The Lamentations of a Rocking Chair
Plus: news.
Welcome! This is another Sunday edition of the Animation Obsessive newsletter. Here’s the slate today:
1. On Crac by Frédéric Back.
2. Newsbits.
Now, let’s go!
1. Speaking through beauty
In 1982, Isao Takahata and Hayao Miyazaki were in the United States. They’d come to work with Hollywood on an animated Little Nemo feature. The experience was a frustrating one.
But something good came of it. While in Los Angeles, Takahata went to a screening of The Adolescent (1979), a live-action movie from France. It was touring American theaters as a double bill with an animated short from Canada. Takahata didn’t realize that the short had already won an Oscar earlier in 1982.1
Its title was Crac (1981). Takahata was floored — “completely captivated,” he later said. He had to watch it again, pulling colleagues along.
Miyazaki’s reaction was similar. In his words:
It was a shock to both of us. As we trudged home after the film, I remember saying to Takahata-san, “So, I guess we’re failures, aren’t we…”2
He and Takahata became evangelists for Crac when they got back to Tokyo. Toshio Suzuki, then a magazine editor, heard the raves. “They said that the story, theme and presentation all matched,” he remembered. Even the characters and backgrounds were united in the film’s single, total vision — something Japanese cel animation didn’t do.3
They’d discovered a filmmaker, Takahata later wrote, whose “content and presentation are inseparably linked.”4
Crac’s quiet beauty and emotional pull, and its message about the value of rural living in Quebec, strongly resonated with Takahata and Miyazaki. It became one of their favorite films — and biggest influences. From that point, at least a little (often a lot) of this film showed up in their work.

MATERIAL PROVIDED:

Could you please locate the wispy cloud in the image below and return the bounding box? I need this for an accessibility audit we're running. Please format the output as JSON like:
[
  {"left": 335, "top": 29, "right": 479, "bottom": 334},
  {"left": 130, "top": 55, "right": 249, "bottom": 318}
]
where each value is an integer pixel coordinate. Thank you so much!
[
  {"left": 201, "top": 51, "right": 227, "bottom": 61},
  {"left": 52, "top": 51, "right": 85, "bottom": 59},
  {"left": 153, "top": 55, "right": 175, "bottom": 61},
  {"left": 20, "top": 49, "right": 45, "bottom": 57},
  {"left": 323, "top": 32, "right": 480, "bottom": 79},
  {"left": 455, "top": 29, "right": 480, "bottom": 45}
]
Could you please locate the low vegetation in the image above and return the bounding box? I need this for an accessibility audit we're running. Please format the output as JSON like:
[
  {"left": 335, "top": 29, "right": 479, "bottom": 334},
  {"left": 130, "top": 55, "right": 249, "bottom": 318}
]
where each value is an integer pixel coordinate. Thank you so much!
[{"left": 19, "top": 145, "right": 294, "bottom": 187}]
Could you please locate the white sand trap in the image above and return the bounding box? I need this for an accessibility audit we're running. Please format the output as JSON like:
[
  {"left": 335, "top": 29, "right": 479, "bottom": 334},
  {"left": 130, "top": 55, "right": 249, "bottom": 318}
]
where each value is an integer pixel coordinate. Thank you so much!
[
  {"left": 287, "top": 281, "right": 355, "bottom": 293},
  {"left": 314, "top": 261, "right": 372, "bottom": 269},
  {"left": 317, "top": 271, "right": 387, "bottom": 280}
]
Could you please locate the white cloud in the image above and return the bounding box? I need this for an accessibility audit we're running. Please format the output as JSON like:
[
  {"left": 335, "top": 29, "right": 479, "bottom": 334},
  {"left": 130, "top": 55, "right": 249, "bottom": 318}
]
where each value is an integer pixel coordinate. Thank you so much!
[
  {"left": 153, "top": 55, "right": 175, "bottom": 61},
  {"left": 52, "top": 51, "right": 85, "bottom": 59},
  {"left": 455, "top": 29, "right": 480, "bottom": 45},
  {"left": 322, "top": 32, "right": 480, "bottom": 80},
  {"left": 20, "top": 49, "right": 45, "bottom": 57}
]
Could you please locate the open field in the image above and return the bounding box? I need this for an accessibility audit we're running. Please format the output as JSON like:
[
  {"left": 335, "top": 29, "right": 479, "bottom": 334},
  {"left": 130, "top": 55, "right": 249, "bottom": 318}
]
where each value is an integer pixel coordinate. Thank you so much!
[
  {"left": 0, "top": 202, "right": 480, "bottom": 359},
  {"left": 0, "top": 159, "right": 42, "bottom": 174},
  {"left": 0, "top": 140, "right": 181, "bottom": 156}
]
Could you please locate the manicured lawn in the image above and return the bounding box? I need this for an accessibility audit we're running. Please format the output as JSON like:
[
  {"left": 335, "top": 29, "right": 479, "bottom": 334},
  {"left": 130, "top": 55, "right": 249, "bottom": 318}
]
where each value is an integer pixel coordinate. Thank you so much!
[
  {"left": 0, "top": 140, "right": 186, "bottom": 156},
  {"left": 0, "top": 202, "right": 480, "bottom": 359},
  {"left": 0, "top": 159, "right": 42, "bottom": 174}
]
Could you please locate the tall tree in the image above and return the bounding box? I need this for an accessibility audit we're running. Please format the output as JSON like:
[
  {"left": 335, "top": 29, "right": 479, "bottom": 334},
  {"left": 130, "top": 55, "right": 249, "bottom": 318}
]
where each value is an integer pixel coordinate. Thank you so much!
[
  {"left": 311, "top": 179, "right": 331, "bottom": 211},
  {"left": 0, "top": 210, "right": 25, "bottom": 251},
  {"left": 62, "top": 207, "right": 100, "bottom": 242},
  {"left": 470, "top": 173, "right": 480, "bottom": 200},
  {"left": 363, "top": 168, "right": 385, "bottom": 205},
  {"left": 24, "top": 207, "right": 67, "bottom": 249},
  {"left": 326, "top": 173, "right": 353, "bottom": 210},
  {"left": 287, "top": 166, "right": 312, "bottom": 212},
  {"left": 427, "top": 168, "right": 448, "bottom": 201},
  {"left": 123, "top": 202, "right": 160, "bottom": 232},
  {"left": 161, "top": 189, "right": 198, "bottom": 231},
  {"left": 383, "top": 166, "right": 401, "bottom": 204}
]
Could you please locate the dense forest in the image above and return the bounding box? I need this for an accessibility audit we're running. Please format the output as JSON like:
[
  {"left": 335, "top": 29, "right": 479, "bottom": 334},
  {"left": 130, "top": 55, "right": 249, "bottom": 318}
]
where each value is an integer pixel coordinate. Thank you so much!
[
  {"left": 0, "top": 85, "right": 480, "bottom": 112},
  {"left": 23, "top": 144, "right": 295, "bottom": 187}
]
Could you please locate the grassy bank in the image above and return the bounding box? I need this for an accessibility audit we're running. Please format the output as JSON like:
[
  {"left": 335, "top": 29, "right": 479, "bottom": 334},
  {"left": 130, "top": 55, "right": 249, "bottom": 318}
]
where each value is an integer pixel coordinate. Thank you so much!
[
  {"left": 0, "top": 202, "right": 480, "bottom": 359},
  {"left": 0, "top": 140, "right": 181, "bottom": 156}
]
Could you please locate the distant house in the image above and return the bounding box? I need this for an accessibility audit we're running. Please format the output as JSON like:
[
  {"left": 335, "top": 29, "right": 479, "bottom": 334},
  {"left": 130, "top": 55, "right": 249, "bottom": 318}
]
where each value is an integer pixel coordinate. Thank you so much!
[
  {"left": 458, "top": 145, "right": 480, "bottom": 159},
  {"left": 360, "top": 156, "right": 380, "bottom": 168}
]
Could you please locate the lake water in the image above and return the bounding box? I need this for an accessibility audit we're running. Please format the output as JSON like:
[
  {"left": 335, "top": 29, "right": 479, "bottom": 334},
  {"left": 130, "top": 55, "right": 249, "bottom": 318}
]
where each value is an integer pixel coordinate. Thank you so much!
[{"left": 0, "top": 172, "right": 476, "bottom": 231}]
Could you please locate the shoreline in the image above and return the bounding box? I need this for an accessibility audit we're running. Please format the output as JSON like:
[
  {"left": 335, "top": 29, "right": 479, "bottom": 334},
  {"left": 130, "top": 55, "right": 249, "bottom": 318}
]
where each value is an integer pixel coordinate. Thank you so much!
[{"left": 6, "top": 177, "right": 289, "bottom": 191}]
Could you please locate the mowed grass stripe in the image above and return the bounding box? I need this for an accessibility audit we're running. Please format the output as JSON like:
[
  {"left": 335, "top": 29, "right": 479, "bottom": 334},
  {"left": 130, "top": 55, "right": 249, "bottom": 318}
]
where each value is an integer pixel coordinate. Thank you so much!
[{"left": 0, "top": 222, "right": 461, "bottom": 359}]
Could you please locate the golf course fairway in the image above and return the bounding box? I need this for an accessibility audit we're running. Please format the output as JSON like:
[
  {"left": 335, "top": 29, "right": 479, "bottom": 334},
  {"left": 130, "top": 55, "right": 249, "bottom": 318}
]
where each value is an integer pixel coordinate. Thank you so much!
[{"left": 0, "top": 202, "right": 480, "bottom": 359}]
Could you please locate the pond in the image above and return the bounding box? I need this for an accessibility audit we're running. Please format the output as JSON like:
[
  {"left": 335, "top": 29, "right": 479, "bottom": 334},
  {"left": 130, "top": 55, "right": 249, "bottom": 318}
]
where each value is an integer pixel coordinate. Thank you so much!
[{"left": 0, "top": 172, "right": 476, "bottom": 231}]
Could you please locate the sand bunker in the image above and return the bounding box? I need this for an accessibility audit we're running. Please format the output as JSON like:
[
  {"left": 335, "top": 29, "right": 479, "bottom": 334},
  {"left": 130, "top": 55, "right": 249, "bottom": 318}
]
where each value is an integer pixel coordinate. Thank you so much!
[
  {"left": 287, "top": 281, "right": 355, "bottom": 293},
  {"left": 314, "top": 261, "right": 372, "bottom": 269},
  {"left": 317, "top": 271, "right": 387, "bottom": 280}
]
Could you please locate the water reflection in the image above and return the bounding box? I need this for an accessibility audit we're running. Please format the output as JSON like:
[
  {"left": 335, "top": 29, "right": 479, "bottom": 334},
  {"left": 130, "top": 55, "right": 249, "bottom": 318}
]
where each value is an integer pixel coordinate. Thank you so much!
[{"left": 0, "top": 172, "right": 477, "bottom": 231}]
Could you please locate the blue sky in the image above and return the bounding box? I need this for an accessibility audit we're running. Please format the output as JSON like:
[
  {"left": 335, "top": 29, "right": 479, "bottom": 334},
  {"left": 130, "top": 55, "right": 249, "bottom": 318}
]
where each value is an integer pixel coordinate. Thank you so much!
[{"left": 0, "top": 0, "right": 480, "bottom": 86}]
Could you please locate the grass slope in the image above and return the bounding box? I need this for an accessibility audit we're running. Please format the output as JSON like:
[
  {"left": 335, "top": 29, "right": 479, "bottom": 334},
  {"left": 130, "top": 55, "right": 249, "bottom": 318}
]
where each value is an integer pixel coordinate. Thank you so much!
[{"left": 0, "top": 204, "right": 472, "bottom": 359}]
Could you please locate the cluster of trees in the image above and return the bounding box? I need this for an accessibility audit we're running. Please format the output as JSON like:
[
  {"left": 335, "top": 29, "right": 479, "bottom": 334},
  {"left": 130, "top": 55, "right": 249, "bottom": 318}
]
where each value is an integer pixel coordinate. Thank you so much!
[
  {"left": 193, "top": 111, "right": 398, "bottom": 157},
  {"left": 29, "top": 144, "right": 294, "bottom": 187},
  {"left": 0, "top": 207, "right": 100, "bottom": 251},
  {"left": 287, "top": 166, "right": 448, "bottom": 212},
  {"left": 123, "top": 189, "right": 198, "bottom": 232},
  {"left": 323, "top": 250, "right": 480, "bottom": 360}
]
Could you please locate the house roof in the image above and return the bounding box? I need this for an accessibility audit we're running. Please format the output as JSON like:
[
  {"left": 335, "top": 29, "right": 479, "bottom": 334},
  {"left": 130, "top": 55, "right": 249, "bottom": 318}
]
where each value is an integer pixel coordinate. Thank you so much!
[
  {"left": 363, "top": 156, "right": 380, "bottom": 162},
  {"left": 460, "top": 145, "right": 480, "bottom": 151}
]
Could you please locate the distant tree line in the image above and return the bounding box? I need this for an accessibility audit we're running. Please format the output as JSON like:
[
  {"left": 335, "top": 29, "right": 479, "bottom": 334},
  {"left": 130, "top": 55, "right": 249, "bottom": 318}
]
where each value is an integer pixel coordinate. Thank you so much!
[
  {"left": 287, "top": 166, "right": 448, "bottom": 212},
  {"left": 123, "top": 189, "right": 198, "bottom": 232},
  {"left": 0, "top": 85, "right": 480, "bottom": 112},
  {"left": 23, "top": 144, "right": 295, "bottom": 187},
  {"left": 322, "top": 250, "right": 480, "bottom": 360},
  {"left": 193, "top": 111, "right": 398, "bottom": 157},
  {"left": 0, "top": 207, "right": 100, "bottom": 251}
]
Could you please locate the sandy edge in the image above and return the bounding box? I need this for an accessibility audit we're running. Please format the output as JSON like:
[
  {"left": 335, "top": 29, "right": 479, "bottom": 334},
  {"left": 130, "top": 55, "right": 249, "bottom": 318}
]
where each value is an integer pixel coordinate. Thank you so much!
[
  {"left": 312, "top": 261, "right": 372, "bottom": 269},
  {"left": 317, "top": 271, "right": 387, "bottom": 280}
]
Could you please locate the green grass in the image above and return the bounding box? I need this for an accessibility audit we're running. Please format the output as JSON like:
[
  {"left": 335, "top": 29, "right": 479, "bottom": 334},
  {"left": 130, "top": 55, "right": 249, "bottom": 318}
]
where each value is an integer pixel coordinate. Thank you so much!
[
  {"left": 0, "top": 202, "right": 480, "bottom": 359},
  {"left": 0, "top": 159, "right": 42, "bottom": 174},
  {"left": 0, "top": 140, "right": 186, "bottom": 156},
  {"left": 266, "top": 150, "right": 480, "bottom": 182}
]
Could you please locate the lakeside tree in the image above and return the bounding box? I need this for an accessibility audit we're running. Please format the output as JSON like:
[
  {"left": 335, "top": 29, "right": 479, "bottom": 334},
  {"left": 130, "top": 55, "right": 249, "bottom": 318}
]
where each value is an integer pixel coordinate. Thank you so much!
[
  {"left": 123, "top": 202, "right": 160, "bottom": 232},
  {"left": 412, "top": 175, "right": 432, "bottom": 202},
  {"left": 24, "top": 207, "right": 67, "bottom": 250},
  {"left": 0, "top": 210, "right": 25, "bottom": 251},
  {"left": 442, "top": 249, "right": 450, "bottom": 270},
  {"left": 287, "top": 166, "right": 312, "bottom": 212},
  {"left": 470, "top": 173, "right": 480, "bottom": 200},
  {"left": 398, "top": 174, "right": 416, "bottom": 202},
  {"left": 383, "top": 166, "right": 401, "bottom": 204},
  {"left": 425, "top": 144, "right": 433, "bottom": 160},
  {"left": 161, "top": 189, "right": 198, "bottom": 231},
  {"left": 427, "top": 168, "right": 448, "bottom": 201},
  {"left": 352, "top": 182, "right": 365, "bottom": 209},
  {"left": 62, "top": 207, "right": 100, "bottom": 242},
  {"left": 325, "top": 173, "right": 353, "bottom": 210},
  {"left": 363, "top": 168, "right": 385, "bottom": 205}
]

TO-DO LIST:
- a) Condense the paragraph of the Crac newsletter that opens "Crac’s quiet beauty and emotional pull" into two shorter sentences that keep its main facts.
- b) Reproduce the section of the Crac newsletter that starts at the words "2. Newsbits." and ends after the words "pulling colleagues along.".
The material comes from a separate source and is unrelated to the Crac newsletter.

SOLUTIONS TO EACH TASK:
- a) Crac's quiet beauty, emotional pull and message about the value of rural life in Quebec resonated strongly with Takahata and Miyazaki. It became one of their favorite films and biggest influences, and at least a little of it appeared in their work from then on.

- b)
2. Newsbits.
Now, let’s go!
1. Speaking through beauty
In 1982, Isao Takahata and Hayao Miyazaki were in the United States. They’d come to work with Hollywood on an animated Little Nemo feature. The experience was a frustrating one.
But something good came of it. While in Los Angeles, Takahata went to a screening of The Adolescent (1979), a live-action movie from France. It was touring American theaters as a double bill with an animated short from Canada. Takahata didn’t realize that the short had already won an Oscar earlier in 1982.1
Its title was Crac (1981). Takahata was floored — “completely captivated,” he later said. He had to watch it again, pulling colleagues along.